» WHAT YOU HAVE TO DO:
Report each line from the rows below that contains the word "leaf", copying the line whole.

begin

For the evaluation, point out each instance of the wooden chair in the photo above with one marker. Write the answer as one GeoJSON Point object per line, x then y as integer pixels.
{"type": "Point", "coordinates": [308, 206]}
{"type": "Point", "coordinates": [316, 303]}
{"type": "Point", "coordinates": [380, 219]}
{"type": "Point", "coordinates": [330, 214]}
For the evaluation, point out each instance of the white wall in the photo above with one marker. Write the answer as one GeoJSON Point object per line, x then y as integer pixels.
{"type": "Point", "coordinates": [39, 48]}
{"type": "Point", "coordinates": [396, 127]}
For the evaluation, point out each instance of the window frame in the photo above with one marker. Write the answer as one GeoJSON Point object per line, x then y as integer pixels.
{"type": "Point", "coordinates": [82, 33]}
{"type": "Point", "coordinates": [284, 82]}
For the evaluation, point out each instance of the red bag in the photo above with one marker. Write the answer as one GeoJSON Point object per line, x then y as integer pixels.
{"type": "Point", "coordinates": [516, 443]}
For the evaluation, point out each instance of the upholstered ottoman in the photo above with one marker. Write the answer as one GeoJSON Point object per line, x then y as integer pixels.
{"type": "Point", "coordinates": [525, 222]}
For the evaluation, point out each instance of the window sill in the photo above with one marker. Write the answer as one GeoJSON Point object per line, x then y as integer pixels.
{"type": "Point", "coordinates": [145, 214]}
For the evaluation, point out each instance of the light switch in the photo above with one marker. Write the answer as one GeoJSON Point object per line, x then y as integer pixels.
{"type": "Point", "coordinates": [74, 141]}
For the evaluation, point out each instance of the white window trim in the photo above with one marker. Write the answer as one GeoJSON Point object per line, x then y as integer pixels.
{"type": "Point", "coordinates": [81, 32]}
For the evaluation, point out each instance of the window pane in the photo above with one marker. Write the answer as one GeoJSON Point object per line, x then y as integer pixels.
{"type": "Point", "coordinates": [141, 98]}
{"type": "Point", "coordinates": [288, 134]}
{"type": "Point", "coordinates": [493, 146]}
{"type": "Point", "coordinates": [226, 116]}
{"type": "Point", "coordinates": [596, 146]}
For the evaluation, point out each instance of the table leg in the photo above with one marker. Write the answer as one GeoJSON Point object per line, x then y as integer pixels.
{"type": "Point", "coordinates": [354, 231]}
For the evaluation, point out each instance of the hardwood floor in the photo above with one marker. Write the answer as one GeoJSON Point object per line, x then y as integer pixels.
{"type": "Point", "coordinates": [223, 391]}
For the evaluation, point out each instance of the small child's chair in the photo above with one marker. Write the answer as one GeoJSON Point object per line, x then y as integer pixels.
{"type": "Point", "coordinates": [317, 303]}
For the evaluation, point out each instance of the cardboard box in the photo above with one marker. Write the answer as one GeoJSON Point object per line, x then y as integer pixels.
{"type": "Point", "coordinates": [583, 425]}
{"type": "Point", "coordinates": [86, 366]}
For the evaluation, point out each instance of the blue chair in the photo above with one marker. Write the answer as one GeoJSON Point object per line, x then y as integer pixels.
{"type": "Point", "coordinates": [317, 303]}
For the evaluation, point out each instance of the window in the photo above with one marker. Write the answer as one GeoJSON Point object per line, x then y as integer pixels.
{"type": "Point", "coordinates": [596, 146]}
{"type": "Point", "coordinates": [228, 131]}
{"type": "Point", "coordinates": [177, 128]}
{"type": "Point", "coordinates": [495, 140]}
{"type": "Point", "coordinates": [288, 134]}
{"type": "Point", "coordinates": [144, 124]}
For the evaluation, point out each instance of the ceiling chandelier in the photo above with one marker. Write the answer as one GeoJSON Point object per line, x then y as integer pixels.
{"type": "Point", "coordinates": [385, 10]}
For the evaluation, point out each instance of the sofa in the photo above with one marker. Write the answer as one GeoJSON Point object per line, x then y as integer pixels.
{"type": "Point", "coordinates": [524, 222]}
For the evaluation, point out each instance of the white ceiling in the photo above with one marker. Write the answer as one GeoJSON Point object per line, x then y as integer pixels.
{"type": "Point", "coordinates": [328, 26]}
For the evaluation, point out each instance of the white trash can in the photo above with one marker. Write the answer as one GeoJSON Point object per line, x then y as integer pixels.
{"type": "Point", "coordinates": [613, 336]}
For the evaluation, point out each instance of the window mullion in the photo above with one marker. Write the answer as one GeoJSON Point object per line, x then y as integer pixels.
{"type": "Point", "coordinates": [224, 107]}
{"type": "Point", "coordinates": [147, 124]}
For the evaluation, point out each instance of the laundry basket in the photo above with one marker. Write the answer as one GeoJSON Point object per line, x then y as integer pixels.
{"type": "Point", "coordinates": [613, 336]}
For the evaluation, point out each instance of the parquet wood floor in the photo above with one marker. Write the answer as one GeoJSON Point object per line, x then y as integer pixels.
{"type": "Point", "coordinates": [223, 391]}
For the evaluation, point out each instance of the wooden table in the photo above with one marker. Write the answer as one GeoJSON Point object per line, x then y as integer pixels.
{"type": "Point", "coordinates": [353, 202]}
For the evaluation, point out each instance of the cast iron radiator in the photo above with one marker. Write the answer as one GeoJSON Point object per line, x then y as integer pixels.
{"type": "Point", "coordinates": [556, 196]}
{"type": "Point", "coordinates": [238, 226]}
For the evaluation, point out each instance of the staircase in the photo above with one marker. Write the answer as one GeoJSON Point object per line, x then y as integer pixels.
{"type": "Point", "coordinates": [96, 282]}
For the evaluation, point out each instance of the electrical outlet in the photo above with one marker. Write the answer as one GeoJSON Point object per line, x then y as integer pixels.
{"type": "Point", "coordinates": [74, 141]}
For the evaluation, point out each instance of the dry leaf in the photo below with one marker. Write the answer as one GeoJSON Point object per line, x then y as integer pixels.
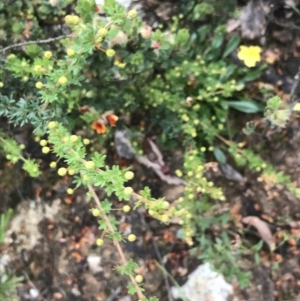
{"type": "Point", "coordinates": [262, 228]}
{"type": "Point", "coordinates": [230, 173]}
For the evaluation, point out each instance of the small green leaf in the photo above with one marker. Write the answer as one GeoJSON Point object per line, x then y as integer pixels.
{"type": "Point", "coordinates": [217, 41]}
{"type": "Point", "coordinates": [252, 76]}
{"type": "Point", "coordinates": [220, 156]}
{"type": "Point", "coordinates": [246, 106]}
{"type": "Point", "coordinates": [232, 44]}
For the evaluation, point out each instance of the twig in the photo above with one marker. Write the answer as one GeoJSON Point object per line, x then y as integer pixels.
{"type": "Point", "coordinates": [273, 19]}
{"type": "Point", "coordinates": [294, 88]}
{"type": "Point", "coordinates": [156, 249]}
{"type": "Point", "coordinates": [116, 242]}
{"type": "Point", "coordinates": [114, 294]}
{"type": "Point", "coordinates": [35, 42]}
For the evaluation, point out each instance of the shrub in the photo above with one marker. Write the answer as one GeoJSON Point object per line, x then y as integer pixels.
{"type": "Point", "coordinates": [102, 69]}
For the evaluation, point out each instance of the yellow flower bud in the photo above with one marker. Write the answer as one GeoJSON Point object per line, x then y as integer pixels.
{"type": "Point", "coordinates": [53, 164]}
{"type": "Point", "coordinates": [62, 171]}
{"type": "Point", "coordinates": [62, 80]}
{"type": "Point", "coordinates": [131, 237]}
{"type": "Point", "coordinates": [48, 54]}
{"type": "Point", "coordinates": [102, 32]}
{"type": "Point", "coordinates": [139, 278]}
{"type": "Point", "coordinates": [39, 85]}
{"type": "Point", "coordinates": [110, 53]}
{"type": "Point", "coordinates": [128, 190]}
{"type": "Point", "coordinates": [89, 164]}
{"type": "Point", "coordinates": [99, 242]}
{"type": "Point", "coordinates": [126, 208]}
{"type": "Point", "coordinates": [45, 150]}
{"type": "Point", "coordinates": [129, 175]}
{"type": "Point", "coordinates": [71, 171]}
{"type": "Point", "coordinates": [132, 14]}
{"type": "Point", "coordinates": [70, 191]}
{"type": "Point", "coordinates": [70, 52]}
{"type": "Point", "coordinates": [52, 125]}
{"type": "Point", "coordinates": [43, 142]}
{"type": "Point", "coordinates": [74, 138]}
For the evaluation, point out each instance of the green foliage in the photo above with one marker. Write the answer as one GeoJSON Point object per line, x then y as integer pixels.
{"type": "Point", "coordinates": [179, 81]}
{"type": "Point", "coordinates": [8, 281]}
{"type": "Point", "coordinates": [277, 112]}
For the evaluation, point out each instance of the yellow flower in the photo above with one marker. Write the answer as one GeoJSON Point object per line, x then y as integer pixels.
{"type": "Point", "coordinates": [250, 55]}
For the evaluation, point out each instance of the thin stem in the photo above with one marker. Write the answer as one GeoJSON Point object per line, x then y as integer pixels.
{"type": "Point", "coordinates": [116, 242]}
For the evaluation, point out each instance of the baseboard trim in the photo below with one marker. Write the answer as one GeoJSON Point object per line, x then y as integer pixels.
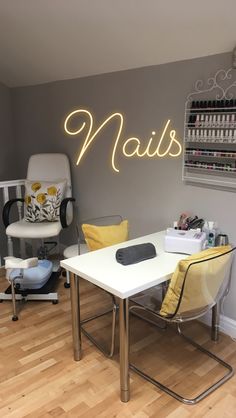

end

» TASK OUTPUT:
For the evaluation, point out each instance of the dry leaf in the photo below with one marker. Write the answer as one GeoJSON Point object per line, x then y as integer pixels.
For the evaluation, point out each instance of the small green leaf in the photo above with one marker. Write the answer as one GeoJSON Point object per line, x then y as integer pixels.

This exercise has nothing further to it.